Posted by Nina Lalli at 5:32 PM, November 14, 2007
It's nice to know that we are not the only freaks thinking about/worshiping the Olsen twins this week. Lynn Yaeger marvels at their modern glamour in her column:
Actually, when it comes to glamour, believe it or not, the first name that springs to mind is someone—OK, two people: the entity that played Michelle, the ugly baby on Full House. This creature may not have been much of a looker in her early years, but she—they—have grown up to be the style icons of the 21st century.
I'm not kidding! I love the Olsens! I love the way they mix vintage and unbelievably expensive designer stuff, the way they wrap their little emaciated bodies in yards and yards of fabric, their no-holds-barred trash-bag aesthetic.
In fact, the piece is not really about MK and Ash, but about Dita Von Teese, who Yaeger spent some time with recently. Check it out, people.
Posted by Nina Lalli at 6:08 PM, November 7, 2007
You heard it here first. John Varvatos made it official today that he is bringing his $3,495 leather jackets to the defunct CBGB spot on the Bowery, but Yaeger was onto the news already. Varvatos may not have been ready to chat about it last week, but Yaeger got a little someone called Debbie Harry to reminisce about the Bowery's previous fashion connotations:
"The bum stores along Houston Street," she recollects fondly. "They sold a lot of fun, interesting stuff from barrels or racks out on sidewalks. You'd find great stuff for a nickel in those days." When even a nickel was too much, she says, "it seemed like there was really good garbage. I'm not in the garbage business any more, but when I first moved here and we didn't have any dough, we found great stuff in the garbage." It was all part of an aesthetic Harry calls the Lower East Side look, a style composed of "trades, vintage junk, and ripped-up stuff."
Oh God, she's so cool.
Posted by Nina Lalli at 3:26 PM, October 31, 2007

Lynn Yaeger, a self-proclaimed shopping bulimic (chronic buyer and returner), discovers the Path train this week ("like the subway, but cheaper! Different!") to visit Kohls and try on Vera Wang's entire low-priced line there. She also ventures to Target, with dissapointing results, H&M, Barney's, and Patricia Field's, where the Drag Queen queen has brought platforms to Payless. We, being cheap and hoping to be cute, love this trend. For those of you who do, too, be aware that Roberto Cavalli's line debuts November 8.

■ **Excerpts of pointing data**
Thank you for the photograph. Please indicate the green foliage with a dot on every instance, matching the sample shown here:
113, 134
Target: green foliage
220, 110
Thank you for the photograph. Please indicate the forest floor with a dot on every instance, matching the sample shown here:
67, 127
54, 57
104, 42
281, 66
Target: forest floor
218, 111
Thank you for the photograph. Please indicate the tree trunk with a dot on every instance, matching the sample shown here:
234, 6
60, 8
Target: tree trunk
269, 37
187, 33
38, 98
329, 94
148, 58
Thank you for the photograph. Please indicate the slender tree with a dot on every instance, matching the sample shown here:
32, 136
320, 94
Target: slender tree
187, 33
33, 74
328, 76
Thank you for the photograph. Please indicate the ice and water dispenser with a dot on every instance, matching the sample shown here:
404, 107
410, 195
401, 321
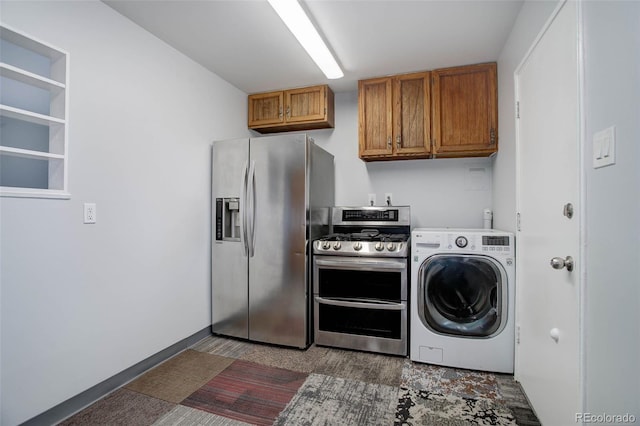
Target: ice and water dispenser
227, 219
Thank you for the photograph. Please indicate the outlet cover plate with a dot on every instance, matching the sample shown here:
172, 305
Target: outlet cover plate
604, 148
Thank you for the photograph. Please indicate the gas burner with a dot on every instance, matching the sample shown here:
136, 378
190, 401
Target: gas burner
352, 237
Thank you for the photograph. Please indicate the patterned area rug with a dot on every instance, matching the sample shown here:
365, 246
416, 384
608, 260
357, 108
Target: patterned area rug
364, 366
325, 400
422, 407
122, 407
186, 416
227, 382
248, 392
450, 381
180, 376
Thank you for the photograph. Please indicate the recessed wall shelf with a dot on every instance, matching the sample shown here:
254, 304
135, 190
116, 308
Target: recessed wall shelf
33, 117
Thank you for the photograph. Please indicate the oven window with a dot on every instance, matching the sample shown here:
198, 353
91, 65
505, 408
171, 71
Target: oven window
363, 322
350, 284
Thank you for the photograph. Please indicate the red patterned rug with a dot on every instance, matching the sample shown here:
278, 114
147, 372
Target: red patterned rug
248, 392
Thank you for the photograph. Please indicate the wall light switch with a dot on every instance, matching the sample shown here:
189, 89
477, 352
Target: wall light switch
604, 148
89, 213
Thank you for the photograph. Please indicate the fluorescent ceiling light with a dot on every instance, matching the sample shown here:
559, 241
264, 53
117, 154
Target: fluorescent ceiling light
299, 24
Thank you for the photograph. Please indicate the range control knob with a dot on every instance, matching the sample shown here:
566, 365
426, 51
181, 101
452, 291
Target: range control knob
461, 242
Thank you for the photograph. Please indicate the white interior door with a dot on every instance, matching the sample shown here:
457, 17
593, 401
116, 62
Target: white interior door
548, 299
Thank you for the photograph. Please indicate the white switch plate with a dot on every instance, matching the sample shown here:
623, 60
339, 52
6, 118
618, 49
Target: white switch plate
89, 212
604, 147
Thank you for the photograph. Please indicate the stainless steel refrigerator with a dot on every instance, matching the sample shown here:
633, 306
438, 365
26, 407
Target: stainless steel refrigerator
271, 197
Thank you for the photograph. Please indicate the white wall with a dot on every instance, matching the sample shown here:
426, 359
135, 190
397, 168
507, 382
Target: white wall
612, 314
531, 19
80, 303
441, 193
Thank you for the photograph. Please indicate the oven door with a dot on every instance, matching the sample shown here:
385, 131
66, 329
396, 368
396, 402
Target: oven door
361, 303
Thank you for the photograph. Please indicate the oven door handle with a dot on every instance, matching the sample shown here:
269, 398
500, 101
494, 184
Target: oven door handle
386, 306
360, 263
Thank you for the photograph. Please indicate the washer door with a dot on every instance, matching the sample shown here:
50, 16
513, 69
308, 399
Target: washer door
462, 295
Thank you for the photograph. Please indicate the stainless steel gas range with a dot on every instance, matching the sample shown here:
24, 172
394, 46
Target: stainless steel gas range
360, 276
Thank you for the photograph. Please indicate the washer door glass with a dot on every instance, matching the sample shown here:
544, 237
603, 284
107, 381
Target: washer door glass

* * *

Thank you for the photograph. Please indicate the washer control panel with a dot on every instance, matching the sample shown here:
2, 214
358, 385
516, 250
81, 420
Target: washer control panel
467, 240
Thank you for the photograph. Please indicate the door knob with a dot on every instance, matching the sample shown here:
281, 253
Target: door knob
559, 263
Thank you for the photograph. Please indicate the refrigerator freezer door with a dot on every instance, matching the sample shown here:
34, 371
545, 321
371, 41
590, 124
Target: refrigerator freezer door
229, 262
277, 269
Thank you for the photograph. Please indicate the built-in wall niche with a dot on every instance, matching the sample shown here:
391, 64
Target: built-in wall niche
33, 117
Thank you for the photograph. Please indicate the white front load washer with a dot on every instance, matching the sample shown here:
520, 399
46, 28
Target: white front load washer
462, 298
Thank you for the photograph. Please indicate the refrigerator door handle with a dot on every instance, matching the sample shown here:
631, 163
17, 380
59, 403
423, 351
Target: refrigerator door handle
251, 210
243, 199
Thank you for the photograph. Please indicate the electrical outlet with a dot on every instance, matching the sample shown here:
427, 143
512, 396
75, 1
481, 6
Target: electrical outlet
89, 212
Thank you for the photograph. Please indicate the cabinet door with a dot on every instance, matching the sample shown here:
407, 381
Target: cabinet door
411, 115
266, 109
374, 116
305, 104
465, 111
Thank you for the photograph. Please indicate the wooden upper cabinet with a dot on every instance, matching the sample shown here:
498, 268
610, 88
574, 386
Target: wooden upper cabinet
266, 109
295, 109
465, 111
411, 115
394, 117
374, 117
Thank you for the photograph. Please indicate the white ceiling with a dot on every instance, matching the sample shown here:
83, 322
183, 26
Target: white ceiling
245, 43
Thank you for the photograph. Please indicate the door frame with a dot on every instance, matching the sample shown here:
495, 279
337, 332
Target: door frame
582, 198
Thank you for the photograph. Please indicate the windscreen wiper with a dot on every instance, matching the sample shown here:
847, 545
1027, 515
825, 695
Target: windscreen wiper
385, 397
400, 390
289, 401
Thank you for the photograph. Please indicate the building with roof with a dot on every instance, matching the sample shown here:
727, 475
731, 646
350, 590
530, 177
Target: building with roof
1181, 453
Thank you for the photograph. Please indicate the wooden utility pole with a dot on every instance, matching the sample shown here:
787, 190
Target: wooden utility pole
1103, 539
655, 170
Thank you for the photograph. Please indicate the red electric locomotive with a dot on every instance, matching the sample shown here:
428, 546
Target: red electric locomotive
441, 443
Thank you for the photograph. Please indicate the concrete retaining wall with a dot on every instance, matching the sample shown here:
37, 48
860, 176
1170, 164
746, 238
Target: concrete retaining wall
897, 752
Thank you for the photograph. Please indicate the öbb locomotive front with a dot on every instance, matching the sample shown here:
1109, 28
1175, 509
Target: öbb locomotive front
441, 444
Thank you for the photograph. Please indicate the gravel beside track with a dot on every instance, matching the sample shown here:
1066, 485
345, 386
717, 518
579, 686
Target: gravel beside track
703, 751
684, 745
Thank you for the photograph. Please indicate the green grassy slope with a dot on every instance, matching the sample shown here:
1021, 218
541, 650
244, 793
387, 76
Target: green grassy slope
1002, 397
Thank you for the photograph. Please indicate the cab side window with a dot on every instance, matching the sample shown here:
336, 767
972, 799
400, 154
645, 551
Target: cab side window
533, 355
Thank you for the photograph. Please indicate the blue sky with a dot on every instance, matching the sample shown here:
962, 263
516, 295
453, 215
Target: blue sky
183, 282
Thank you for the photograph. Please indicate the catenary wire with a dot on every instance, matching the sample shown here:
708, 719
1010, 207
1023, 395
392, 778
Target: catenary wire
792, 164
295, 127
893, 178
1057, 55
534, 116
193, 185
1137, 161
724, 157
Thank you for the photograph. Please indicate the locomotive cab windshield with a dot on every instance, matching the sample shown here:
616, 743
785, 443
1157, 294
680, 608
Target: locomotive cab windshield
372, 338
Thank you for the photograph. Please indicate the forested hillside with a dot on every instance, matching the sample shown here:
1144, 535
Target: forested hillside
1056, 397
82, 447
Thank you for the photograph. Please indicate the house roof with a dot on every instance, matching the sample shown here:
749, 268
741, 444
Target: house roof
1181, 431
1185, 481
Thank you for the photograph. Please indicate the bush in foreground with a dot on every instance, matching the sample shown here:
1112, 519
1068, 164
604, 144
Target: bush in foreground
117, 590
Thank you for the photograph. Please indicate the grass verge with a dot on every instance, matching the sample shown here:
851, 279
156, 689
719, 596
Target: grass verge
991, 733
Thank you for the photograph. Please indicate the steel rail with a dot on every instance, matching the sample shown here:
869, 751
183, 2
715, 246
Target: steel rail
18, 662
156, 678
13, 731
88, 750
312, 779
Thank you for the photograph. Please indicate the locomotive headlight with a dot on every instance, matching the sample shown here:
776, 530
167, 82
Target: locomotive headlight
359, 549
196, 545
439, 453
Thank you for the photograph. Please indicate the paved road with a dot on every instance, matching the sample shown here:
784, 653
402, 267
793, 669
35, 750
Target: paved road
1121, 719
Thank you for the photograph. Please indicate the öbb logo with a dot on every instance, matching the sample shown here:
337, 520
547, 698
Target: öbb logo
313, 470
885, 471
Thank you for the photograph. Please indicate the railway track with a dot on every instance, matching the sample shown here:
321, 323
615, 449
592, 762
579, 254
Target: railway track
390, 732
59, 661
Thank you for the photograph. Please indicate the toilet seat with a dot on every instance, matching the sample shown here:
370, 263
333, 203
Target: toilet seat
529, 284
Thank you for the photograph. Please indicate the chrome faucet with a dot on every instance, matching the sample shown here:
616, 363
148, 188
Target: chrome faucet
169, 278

* * *

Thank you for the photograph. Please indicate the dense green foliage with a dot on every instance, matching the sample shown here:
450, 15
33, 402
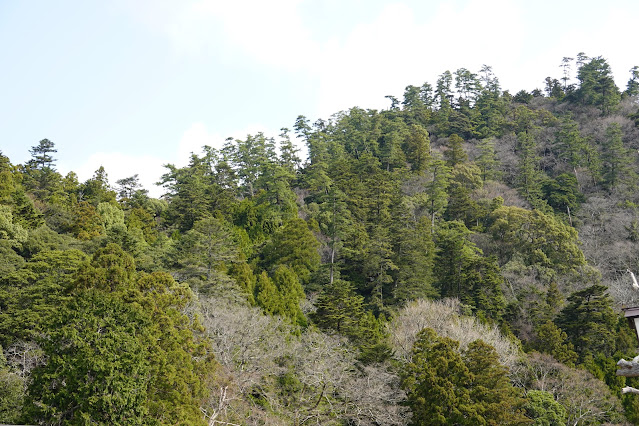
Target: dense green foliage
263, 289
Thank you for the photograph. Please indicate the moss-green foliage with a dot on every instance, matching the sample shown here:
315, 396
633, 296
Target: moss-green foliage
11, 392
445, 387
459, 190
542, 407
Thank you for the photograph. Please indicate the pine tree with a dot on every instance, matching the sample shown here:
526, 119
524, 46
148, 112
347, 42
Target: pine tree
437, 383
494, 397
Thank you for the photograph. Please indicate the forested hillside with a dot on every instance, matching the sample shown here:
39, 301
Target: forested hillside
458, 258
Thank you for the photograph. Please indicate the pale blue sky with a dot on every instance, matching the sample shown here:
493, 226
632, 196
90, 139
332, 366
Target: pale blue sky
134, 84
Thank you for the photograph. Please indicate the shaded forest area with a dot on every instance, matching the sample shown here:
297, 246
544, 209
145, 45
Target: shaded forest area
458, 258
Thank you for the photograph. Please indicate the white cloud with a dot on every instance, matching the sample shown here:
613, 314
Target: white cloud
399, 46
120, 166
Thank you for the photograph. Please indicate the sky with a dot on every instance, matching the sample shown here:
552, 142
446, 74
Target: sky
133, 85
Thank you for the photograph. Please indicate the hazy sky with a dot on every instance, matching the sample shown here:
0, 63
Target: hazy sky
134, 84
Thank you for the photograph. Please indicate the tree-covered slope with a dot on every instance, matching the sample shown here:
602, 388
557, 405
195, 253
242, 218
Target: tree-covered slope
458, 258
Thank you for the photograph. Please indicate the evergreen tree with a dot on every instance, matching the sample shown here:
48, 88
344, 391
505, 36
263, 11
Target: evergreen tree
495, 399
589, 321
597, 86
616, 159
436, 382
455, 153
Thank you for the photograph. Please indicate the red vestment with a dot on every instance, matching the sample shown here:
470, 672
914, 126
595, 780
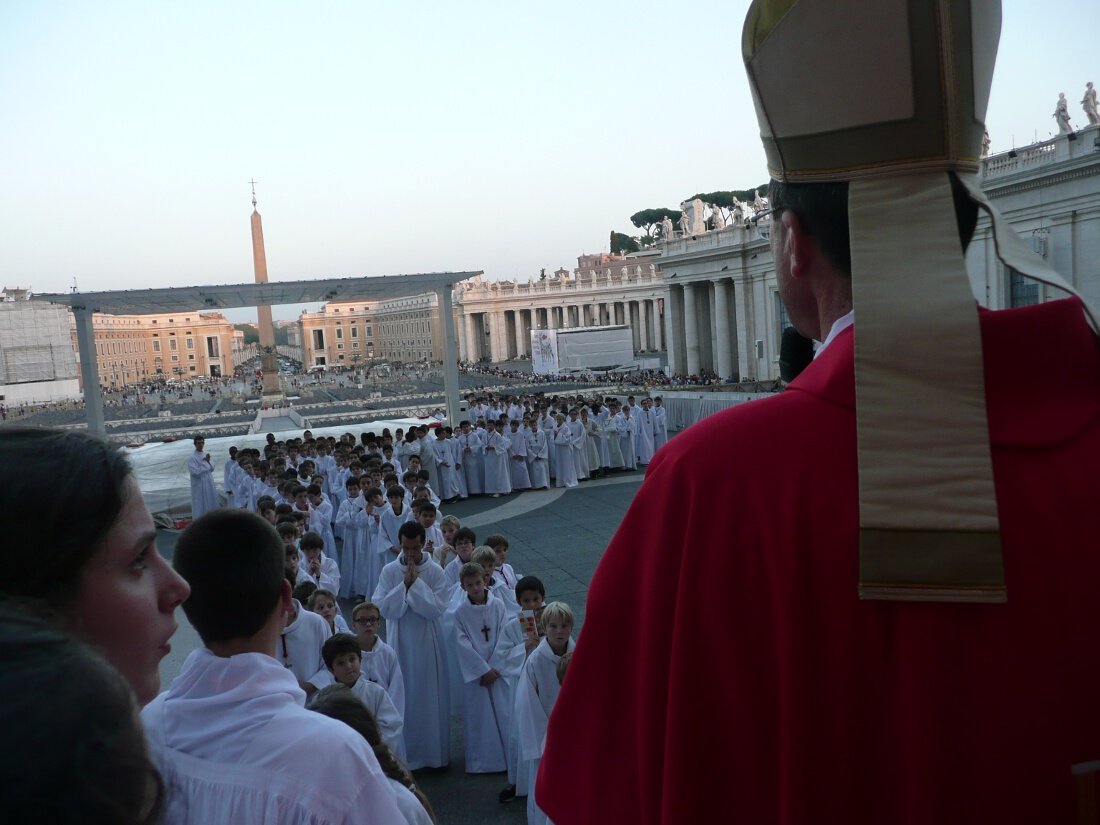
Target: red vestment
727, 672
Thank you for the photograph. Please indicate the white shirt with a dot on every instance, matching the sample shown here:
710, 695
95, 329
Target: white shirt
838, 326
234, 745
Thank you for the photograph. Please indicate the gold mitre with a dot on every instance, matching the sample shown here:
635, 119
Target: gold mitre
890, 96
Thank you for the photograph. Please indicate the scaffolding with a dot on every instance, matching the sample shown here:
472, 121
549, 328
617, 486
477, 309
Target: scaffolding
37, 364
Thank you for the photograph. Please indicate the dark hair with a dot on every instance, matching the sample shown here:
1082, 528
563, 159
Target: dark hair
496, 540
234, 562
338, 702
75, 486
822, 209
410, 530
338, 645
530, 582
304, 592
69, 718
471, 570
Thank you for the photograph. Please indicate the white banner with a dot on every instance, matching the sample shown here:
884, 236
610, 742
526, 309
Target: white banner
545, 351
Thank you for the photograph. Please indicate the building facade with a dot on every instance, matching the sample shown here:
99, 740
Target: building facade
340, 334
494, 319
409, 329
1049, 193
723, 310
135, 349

■ **PROMPT**
Pick up the blog posts about Lynn Yaeger's fashion column after their last sentence and continue writing them.

■ **REPLY TO THE TASK**
Posted by Nina Lalli at 3:51 PM, October 10, 2007

With excruciatingly conflicting feelings of nostalgia and consumerism, Lynn Yaeger, with Robert Sietsema as her guide, takes on Bleecker Street in its current state this week.
Where there was once a Turk-run bodega, there's now a Steve Madden store; the antique toy shop that inspired Yaeger's own collection (and maybe her makeup routine) is now one of many Ralph Lauren stores.
But then again, our critics are not nearly the first to complain about the demise of this street. Sietsema recalls a few examples of stores whose arrivals seemed to signal the end of Bleecker, and those have now been replaced once or twice over. And Yaeger finds this quote from 1872:
Twenty-five years ago they were homes of wealth and refinement. Now . . . the old mansions are put to the viler uses of third-rate boarding houses and restaurants.
Posted by Nina Lalli at 5:07 PM, October 3, 2007

Lynn Yaeger is at it again this week, writing about fashion for the people. She wonders what level of style is really available to bigger girls -- even average-size women? To find out, Yaeger leaves Manhattan, which we've seen many times, but usually she's heading to Paris or Tokyo, not Brooklyn. She also takes a meeting at Burlington Coat Factory, a bit of a bummer, unsurprisingly. And she ingests the alarming Skinny Bitch books, which recommend starving in order to stay thin. There's an idea. Of course, Yaeger manages to find a steal at Burlington. But could you?
Posted by Nina Lalli at 1:19 PM, September 26, 2007

In this week's Voice, an H&M-clad Lynn Yaeger takes on the philosophical/moral question of copying in fashion. Anthropologie, a brand that specializes in Marni- and Marc Jacobs-esque designs, is suing Forever 21 for copying. Anna Sui, who has remade looks by designers from the 60s and 70s, is suing too, and she's even pissed enough to have produced the T-shirt worn by the model above, which shows Forever 21's owners. It's all so silly, and hearing these designers whine about Forever 21 is a great mix of infuriating and amusing. Thankfully, Yaeger puts it in perspective, and them in their place.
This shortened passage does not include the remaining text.